Transcribe every line of the records below verbatim, leaving out the pictures.

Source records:
□ □ □ □
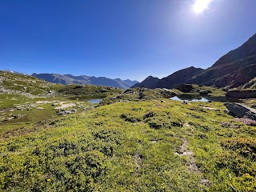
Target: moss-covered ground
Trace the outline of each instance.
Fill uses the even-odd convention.
[[[224,110],[161,98],[1,125],[0,189],[255,191],[255,124]]]

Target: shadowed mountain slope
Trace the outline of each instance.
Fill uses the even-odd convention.
[[[44,79],[47,82],[61,83],[63,85],[80,84],[80,85],[95,85],[105,86],[114,86],[120,89],[128,89],[137,81],[130,79],[122,80],[120,78],[108,78],[104,77],[90,77],[86,75],[74,76],[72,74],[33,74],[32,76]]]

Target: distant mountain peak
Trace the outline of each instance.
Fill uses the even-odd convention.
[[[86,75],[75,76],[73,74],[33,74],[32,76],[44,79],[46,81],[61,83],[64,85],[67,84],[80,84],[80,85],[95,85],[95,86],[114,86],[120,89],[128,89],[135,83],[137,81],[123,81],[121,78],[108,78],[105,77],[96,78],[94,76],[90,77]]]

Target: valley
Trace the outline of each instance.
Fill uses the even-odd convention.
[[[9,79],[0,94],[4,191],[256,189],[256,122],[230,116],[222,102],[170,99],[224,97],[222,90],[122,90],[2,77]],[[34,90],[24,89],[31,83]],[[255,99],[243,102],[253,106]]]

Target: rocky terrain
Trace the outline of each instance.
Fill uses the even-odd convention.
[[[33,74],[32,76],[44,79],[47,82],[54,83],[60,83],[63,85],[78,84],[78,85],[95,85],[114,86],[119,89],[128,89],[138,83],[137,81],[130,79],[122,80],[120,78],[108,78],[105,77],[90,77],[86,75],[74,76],[72,74]]]
[[[253,87],[256,77],[256,34],[240,47],[230,51],[208,69],[193,66],[152,81],[151,76],[132,87],[175,88],[181,83],[214,86],[218,88]],[[252,81],[249,83],[250,81]],[[249,83],[249,84],[248,84]]]

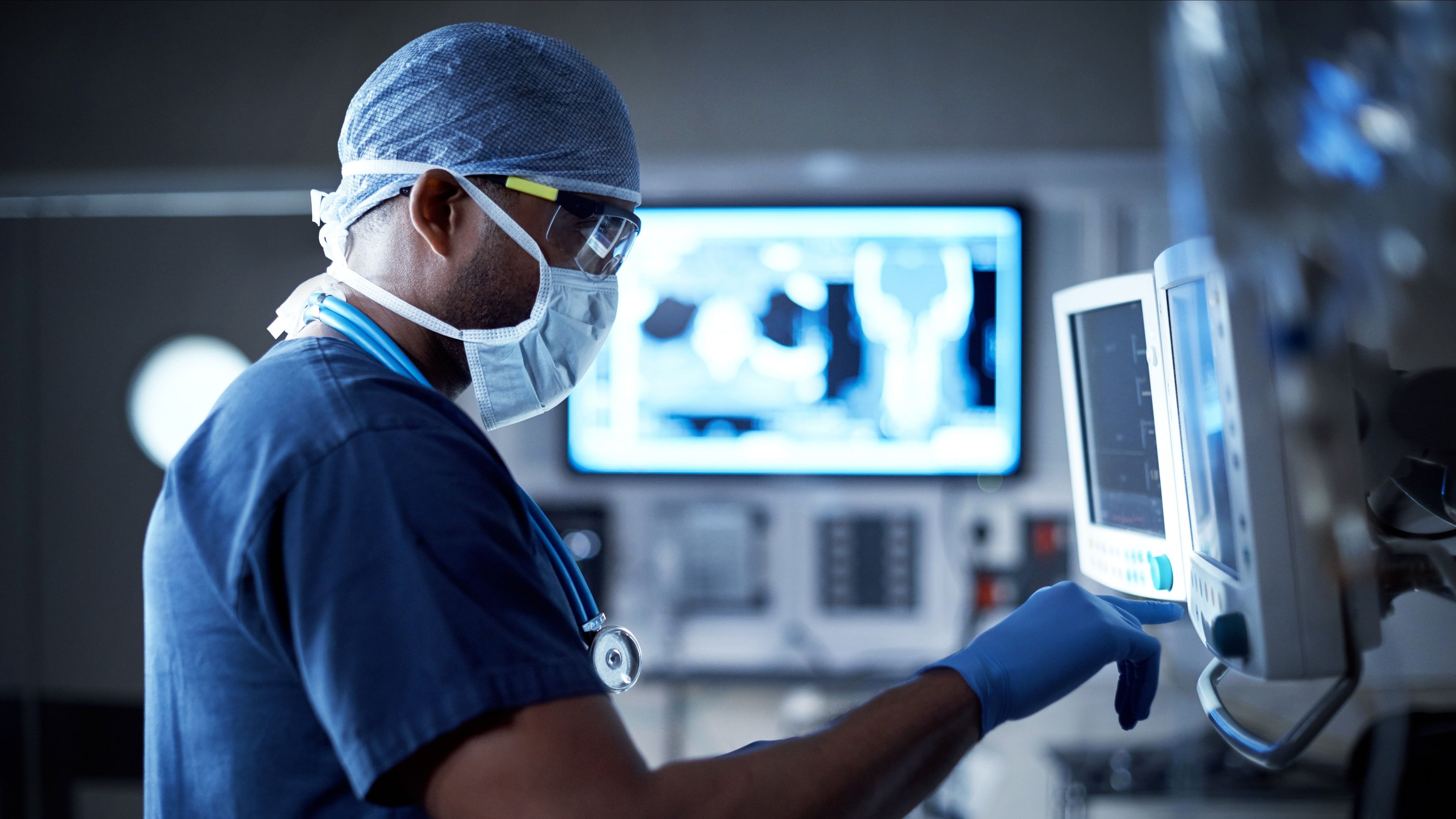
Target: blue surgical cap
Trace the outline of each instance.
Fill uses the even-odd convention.
[[[339,133],[339,162],[355,159],[642,201],[632,122],[612,80],[565,42],[498,23],[435,29],[376,68]],[[416,178],[345,176],[319,216],[348,227]]]

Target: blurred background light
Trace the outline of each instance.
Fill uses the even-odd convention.
[[[179,335],[153,350],[127,396],[127,420],[141,452],[166,469],[249,363],[237,347],[211,335]]]

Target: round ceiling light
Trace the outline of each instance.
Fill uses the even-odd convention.
[[[137,367],[127,396],[131,434],[141,452],[166,469],[248,364],[237,347],[211,335],[179,335],[153,350]]]

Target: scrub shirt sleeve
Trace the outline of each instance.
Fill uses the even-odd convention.
[[[309,469],[255,577],[354,793],[482,714],[604,692],[515,484],[457,430]]]

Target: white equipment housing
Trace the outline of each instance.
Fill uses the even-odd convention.
[[[1171,363],[1168,398],[1182,437],[1175,458],[1187,485],[1194,628],[1220,660],[1248,676],[1341,675],[1347,651],[1337,555],[1313,554],[1286,487],[1262,299],[1227,286],[1206,239],[1165,251],[1153,278]],[[1353,401],[1351,428],[1341,439],[1350,446],[1357,440]]]
[[[1188,596],[1176,414],[1152,273],[1051,299],[1082,574],[1128,595]]]

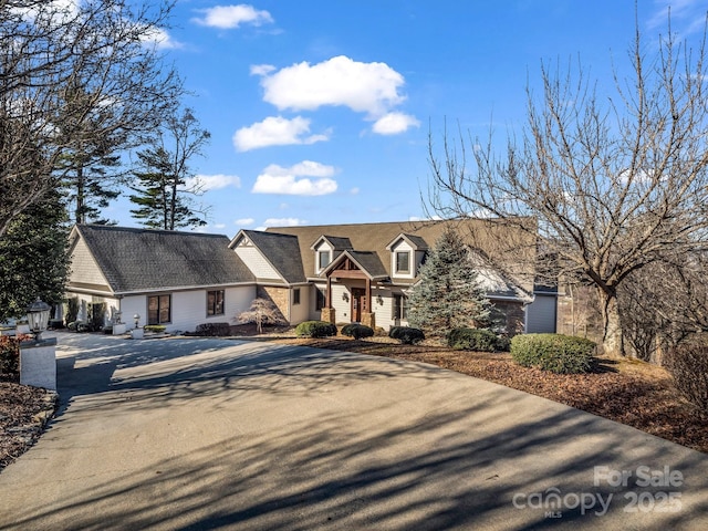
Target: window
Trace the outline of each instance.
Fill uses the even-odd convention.
[[[397,273],[410,272],[410,252],[408,251],[396,252],[396,272]]]
[[[147,324],[163,324],[171,321],[173,295],[152,295],[147,298]]]
[[[324,295],[324,291],[320,291],[315,288],[315,292],[316,292],[316,300],[314,303],[314,309],[315,310],[322,310],[325,304],[327,303],[326,298]]]
[[[330,264],[330,251],[317,251],[317,269],[322,271]]]
[[[207,315],[223,315],[223,290],[207,291]]]
[[[405,295],[394,295],[394,319],[408,319],[408,298]]]

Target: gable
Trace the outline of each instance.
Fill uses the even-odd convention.
[[[116,294],[254,280],[226,236],[91,225],[75,230]]]
[[[86,242],[77,233],[72,233],[70,248],[71,270],[67,284],[72,288],[92,289],[112,293],[107,279],[91,253]]]

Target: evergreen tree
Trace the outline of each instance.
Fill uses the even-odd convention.
[[[445,337],[452,329],[483,326],[490,311],[469,249],[446,228],[420,267],[420,280],[408,298],[408,322],[427,336]]]
[[[136,192],[131,196],[137,205],[131,210],[134,218],[165,230],[206,225],[204,211],[195,208],[189,197],[199,195],[200,189],[198,184],[188,185],[194,179],[188,162],[201,154],[209,137],[190,110],[167,121],[152,145],[137,154],[142,170],[133,173],[137,177],[131,187]]]
[[[24,315],[37,296],[61,303],[67,244],[65,209],[56,189],[12,220],[0,237],[0,321]]]

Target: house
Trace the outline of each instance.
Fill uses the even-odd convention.
[[[386,222],[240,230],[223,236],[77,226],[67,296],[82,312],[107,302],[106,319],[134,313],[144,324],[194,330],[233,322],[256,298],[273,301],[291,324],[308,320],[406,325],[407,294],[427,252],[456,223],[473,249],[488,298],[510,334],[554,332],[556,293],[535,285],[535,240],[498,220]],[[494,241],[519,239],[518,267],[501,270]],[[525,254],[525,260],[521,260]],[[85,314],[82,314],[85,316]]]
[[[250,306],[256,279],[228,244],[226,236],[77,225],[66,298],[77,298],[79,321],[105,304],[106,322],[139,315],[140,326],[171,331],[230,322]]]

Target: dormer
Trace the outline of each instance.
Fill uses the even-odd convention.
[[[391,278],[415,279],[428,244],[419,236],[400,233],[386,246],[386,250],[391,252]]]
[[[348,238],[321,236],[310,249],[314,252],[314,274],[320,274],[342,252],[354,248]]]

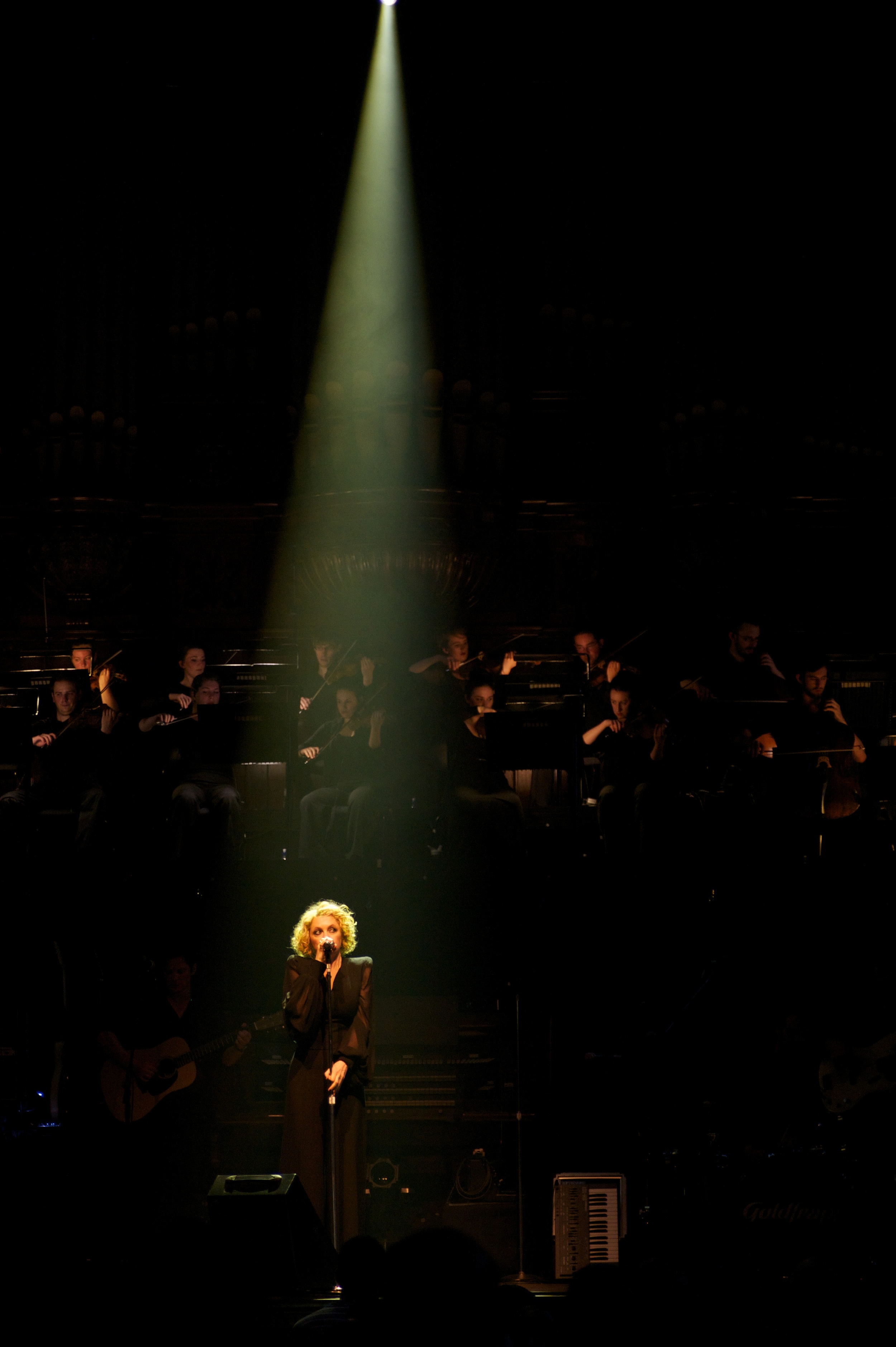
□ □ □ □
**RESULT FOR THIS TASK**
Target: moss-covered ground
Trace the outline of each instance.
Fill uses the even-odd convention.
[[[224,110],[161,98],[1,125],[0,189],[255,191],[255,124]]]

Target: shadowed mountain slope
Trace the outline of each instance.
Fill uses the even-odd convention.
[[[44,79],[47,82],[61,83],[63,85],[80,84],[80,85],[95,85],[105,86],[114,86],[120,89],[128,89],[137,81],[130,79],[122,80],[120,78],[108,78],[104,77],[90,77],[86,75],[74,76],[72,74],[33,74],[32,76]]]

Target: distant mountain peak
Trace the outline of each instance.
Fill uses the even-odd convention.
[[[86,75],[75,76],[73,74],[33,74],[32,76],[44,79],[46,81],[61,83],[64,85],[67,84],[80,84],[80,85],[95,85],[95,86],[114,86],[120,89],[128,89],[135,83],[137,81],[123,81],[121,78],[108,78],[105,77],[96,78],[94,76],[90,77]]]

Target: valley
Trace the outline of each instance.
Fill uses the even-odd convention.
[[[9,79],[0,94],[4,191],[256,189],[256,122],[230,116],[222,102],[170,99],[224,97],[222,90],[122,90],[2,77]],[[34,90],[24,89],[31,83]],[[255,99],[243,102],[253,106]]]

Target: rocky terrain
Trace the outline of each instance.
Fill uses the even-odd convention.
[[[33,74],[32,76],[44,79],[47,82],[54,83],[60,83],[63,85],[78,84],[78,85],[95,85],[114,86],[119,89],[128,89],[138,83],[137,81],[130,79],[122,80],[120,78],[108,78],[105,77],[90,77],[86,75],[74,76],[72,74]]]
[[[253,87],[256,77],[256,34],[240,47],[230,51],[208,69],[193,66],[152,81],[151,76],[132,87],[175,88],[181,83],[214,86],[218,88]],[[252,81],[249,83],[250,81]],[[249,83],[249,84],[248,84]]]

Target: blue surgical cap
Trace the outline of each instance.
Fill uses the even-odd convention.
[[[339,133],[339,162],[355,159],[642,201],[632,122],[612,80],[565,42],[498,23],[435,29],[376,68]],[[416,178],[345,176],[319,216],[348,227]]]

Target: blurred background light
Trace the outline of each instance.
Fill uses the even-odd convention.
[[[179,335],[153,350],[127,396],[127,420],[141,452],[166,469],[249,363],[237,347],[211,335]]]

Target: round ceiling light
Trace the outline of each instance.
Fill uses the even-odd convention.
[[[137,367],[127,396],[131,434],[141,452],[166,469],[248,364],[237,347],[211,335],[179,335],[153,350]]]

Target: scrub shirt sleeve
Trace the outline of each instance.
Fill uses the even-odd convention.
[[[309,469],[255,577],[354,793],[482,714],[604,692],[515,484],[457,430]]]

Target: white equipment housing
Trace the outline of each instance.
Fill uses the even-odd convention.
[[[1171,363],[1168,398],[1182,437],[1175,458],[1187,485],[1194,628],[1220,660],[1248,676],[1341,675],[1347,651],[1337,555],[1313,554],[1286,487],[1262,299],[1227,286],[1206,239],[1165,251],[1153,278]],[[1353,401],[1351,428],[1341,439],[1350,446],[1357,440]]]
[[[1188,596],[1176,414],[1152,273],[1051,299],[1082,574],[1128,595]]]

Target: window
Trace the outline of each instance.
Fill uses the even-odd convention.
[[[397,273],[410,272],[410,252],[408,251],[396,252],[396,272]]]
[[[147,324],[163,324],[171,321],[173,295],[152,295],[147,298]]]
[[[324,295],[324,291],[320,291],[315,288],[315,292],[316,292],[316,300],[314,303],[314,309],[315,310],[322,310],[325,304],[327,303],[326,298]]]
[[[330,264],[330,251],[317,251],[317,269],[322,271]]]
[[[207,315],[223,315],[223,290],[207,291]]]
[[[405,295],[394,295],[394,319],[408,319],[408,298]]]

Target: gable
Trace the outline of each instance.
Fill uses the even-odd convention.
[[[116,294],[254,280],[226,236],[91,225],[75,230]]]
[[[86,242],[77,233],[72,233],[70,248],[71,270],[67,284],[72,288],[92,289],[112,293],[107,279],[91,253]]]

Target: evergreen tree
Trace the outline of each instance.
Fill uses the even-odd convention.
[[[445,337],[452,329],[483,326],[490,311],[469,249],[446,228],[420,267],[420,280],[408,298],[408,322],[427,336]]]
[[[136,192],[131,196],[137,205],[131,210],[134,218],[165,230],[206,225],[204,211],[195,208],[189,197],[199,195],[200,189],[198,184],[188,185],[194,179],[188,162],[201,154],[209,137],[190,110],[167,121],[152,145],[137,154],[142,170],[133,173],[137,177],[131,187]]]
[[[24,315],[37,296],[61,303],[67,244],[65,209],[56,189],[12,220],[0,237],[0,321]]]

Target: house
Trace the outline of each instance.
Fill uses the even-odd convention.
[[[386,222],[240,230],[223,236],[77,226],[67,296],[82,312],[107,302],[106,319],[134,313],[144,324],[194,330],[233,322],[256,298],[273,301],[291,324],[308,320],[406,325],[407,294],[427,252],[456,223],[473,249],[488,298],[510,334],[554,332],[556,293],[535,285],[535,240],[498,220]],[[494,241],[519,239],[518,267],[501,270]],[[525,254],[525,260],[521,260]],[[85,314],[82,314],[85,316]]]
[[[250,306],[256,279],[228,244],[226,236],[77,225],[66,298],[77,298],[79,321],[105,304],[106,322],[139,315],[140,326],[171,331],[230,322]]]

Target: dormer
Trace the outline of each instance.
Fill uses the even-odd convention.
[[[391,278],[415,279],[428,244],[419,236],[400,233],[386,246],[386,250],[391,252]]]
[[[348,238],[321,236],[310,249],[314,252],[314,274],[320,274],[342,252],[354,248]]]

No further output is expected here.